## Task details
Scan the records for the line containing "POLYGON ((29 185, 77". From there through the last line, write out each line exactly.

## Material for this exercise

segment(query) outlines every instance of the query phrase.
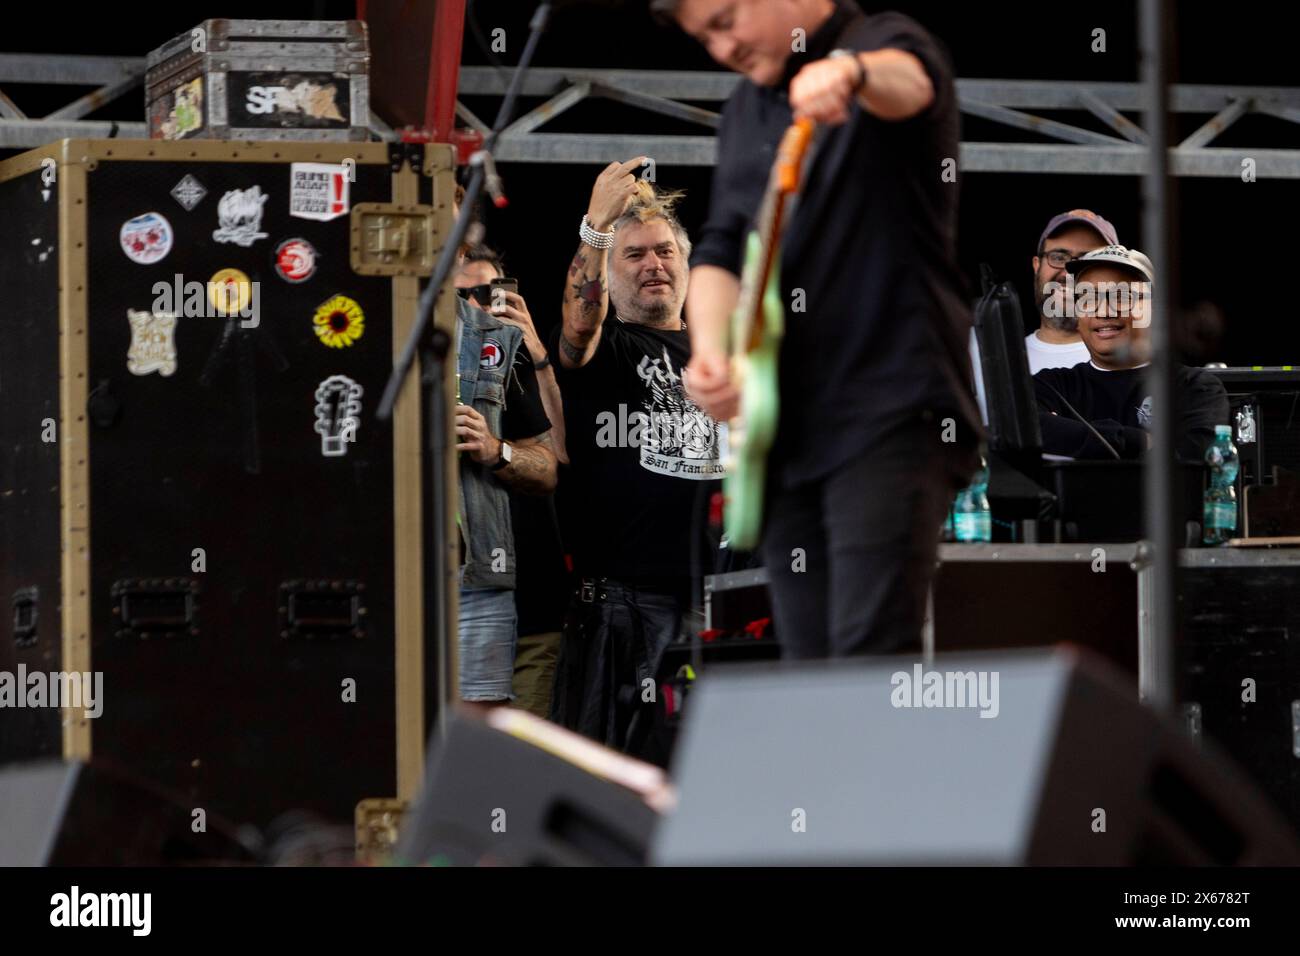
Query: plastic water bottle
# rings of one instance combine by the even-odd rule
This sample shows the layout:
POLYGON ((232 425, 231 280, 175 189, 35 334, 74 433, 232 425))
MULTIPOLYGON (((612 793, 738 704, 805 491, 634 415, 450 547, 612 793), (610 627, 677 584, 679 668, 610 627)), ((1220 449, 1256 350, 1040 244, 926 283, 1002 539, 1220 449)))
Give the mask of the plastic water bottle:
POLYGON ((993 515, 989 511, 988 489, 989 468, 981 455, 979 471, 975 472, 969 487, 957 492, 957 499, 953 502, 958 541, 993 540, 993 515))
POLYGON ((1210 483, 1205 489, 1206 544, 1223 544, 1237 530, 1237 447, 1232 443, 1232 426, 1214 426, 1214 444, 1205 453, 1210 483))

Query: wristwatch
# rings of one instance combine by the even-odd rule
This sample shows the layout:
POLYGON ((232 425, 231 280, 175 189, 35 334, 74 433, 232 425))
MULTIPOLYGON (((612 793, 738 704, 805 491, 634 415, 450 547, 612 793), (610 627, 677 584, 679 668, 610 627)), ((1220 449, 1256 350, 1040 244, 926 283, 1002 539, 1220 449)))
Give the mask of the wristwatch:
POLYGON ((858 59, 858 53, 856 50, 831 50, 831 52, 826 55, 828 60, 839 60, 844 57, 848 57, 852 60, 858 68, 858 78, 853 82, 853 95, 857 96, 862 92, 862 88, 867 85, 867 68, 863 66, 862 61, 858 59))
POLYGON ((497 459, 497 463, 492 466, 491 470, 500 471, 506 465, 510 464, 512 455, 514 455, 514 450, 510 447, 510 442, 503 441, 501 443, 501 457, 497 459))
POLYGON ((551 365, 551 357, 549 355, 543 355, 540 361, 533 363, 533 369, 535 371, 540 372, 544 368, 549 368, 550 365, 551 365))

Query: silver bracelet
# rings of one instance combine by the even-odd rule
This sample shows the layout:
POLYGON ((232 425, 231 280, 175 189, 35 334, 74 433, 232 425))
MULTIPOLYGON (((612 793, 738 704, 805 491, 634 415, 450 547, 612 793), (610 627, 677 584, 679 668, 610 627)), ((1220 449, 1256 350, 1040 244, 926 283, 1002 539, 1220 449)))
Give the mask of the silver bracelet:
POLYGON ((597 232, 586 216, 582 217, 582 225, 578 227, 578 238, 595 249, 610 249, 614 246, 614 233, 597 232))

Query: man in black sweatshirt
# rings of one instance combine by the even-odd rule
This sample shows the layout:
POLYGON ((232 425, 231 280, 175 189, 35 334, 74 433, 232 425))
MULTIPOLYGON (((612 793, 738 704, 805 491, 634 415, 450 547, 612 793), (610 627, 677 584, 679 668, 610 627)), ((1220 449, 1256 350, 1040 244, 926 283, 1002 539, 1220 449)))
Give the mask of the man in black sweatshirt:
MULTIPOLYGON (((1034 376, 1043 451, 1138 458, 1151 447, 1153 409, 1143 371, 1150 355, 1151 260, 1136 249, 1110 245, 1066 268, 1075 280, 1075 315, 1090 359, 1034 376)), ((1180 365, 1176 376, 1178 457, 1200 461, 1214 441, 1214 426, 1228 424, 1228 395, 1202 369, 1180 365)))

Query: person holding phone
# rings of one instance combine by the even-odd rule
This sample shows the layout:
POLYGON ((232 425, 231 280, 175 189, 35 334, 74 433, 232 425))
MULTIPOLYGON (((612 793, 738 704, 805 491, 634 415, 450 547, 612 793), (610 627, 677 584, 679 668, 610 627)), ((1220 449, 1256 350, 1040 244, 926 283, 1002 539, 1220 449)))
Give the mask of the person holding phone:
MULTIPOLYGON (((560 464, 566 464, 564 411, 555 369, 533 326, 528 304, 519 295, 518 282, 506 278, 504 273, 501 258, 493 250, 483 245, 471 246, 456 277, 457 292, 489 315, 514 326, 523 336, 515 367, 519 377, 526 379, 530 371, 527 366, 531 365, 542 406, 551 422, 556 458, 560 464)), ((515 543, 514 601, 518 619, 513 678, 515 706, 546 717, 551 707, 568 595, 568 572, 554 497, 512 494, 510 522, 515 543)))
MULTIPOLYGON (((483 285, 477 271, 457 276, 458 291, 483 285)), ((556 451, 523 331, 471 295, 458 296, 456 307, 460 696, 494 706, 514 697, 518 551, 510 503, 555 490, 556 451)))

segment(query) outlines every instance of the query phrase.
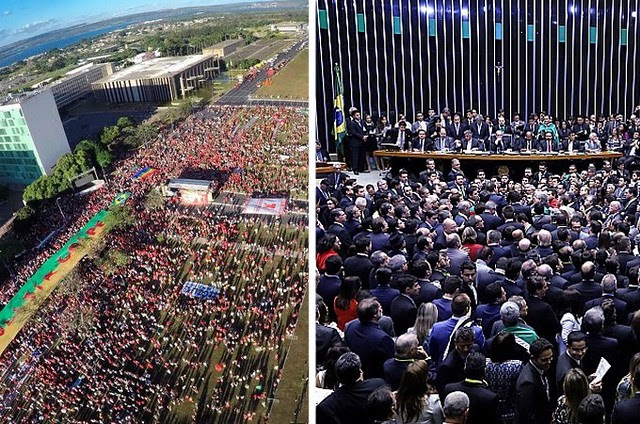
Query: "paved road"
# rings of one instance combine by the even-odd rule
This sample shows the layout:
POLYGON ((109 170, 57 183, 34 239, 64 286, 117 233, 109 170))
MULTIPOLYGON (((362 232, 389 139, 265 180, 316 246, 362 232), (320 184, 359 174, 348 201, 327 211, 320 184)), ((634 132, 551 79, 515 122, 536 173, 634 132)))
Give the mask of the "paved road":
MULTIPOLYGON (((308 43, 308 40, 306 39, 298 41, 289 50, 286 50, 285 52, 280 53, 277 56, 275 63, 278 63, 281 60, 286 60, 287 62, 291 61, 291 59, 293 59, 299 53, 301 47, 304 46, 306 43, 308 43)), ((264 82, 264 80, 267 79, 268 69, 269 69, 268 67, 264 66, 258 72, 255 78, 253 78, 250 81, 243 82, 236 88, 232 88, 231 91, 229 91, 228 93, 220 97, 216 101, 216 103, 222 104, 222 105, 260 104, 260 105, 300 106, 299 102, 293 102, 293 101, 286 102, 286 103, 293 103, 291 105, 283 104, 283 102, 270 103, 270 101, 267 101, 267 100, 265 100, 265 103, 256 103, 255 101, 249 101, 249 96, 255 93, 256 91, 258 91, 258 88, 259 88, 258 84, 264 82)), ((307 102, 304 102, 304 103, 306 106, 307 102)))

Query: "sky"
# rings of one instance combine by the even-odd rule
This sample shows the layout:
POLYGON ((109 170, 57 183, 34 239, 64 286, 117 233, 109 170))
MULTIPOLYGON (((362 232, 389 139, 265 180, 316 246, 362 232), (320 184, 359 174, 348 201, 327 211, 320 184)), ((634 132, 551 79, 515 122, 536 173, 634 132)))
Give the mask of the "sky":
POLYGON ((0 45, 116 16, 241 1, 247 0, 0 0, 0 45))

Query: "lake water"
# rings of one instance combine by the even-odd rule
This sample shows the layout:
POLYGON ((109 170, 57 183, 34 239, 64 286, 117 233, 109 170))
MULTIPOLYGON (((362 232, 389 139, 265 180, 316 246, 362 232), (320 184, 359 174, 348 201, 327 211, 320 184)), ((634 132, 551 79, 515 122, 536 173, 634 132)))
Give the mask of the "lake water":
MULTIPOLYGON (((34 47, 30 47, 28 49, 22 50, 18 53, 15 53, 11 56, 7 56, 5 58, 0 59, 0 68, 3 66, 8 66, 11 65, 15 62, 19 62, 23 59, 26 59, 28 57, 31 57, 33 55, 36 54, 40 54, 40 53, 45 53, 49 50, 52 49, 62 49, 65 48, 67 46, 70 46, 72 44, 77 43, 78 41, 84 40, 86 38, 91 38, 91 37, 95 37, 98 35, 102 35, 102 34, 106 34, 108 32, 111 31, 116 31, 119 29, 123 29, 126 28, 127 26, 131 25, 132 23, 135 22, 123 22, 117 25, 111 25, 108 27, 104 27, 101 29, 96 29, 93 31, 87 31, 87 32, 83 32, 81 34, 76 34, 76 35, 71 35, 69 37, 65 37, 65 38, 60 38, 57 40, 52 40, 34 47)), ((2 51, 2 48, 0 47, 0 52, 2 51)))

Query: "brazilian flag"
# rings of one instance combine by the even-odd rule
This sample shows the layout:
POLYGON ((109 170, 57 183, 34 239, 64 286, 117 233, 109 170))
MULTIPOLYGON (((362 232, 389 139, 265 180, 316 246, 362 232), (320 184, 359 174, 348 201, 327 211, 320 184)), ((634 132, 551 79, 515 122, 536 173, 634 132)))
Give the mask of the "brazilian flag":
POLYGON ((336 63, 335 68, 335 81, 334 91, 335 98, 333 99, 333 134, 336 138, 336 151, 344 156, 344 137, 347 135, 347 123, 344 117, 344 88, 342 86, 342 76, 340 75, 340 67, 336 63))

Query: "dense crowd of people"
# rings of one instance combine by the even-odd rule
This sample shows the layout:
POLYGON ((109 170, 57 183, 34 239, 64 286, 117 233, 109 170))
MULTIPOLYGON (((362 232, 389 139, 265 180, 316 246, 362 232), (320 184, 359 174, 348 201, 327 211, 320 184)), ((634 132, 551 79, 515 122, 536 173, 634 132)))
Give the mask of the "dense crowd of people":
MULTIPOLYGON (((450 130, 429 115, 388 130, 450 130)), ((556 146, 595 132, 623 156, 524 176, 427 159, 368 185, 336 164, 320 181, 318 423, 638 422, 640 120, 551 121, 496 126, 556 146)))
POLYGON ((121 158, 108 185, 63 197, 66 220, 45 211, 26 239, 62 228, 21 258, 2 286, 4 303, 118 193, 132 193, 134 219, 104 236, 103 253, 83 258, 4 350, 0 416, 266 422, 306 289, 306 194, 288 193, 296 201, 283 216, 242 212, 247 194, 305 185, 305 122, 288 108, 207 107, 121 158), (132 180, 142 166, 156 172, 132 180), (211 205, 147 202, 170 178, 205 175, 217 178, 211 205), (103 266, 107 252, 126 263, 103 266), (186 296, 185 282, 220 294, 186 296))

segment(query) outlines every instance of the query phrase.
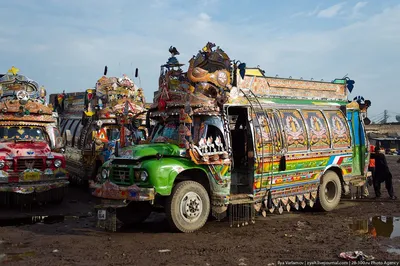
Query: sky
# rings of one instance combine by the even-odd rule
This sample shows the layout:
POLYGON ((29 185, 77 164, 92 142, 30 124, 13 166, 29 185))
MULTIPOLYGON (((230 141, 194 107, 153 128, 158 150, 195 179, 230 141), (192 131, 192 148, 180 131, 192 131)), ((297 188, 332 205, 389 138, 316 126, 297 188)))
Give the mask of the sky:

## Output of the exercise
POLYGON ((29 185, 77 164, 92 142, 30 124, 13 166, 29 185))
MULTIPOLYGON (((230 141, 194 107, 153 128, 158 150, 195 179, 230 141), (192 131, 192 148, 180 131, 192 131)), ((297 188, 332 205, 389 138, 316 126, 297 188)))
Give the mask of the sky:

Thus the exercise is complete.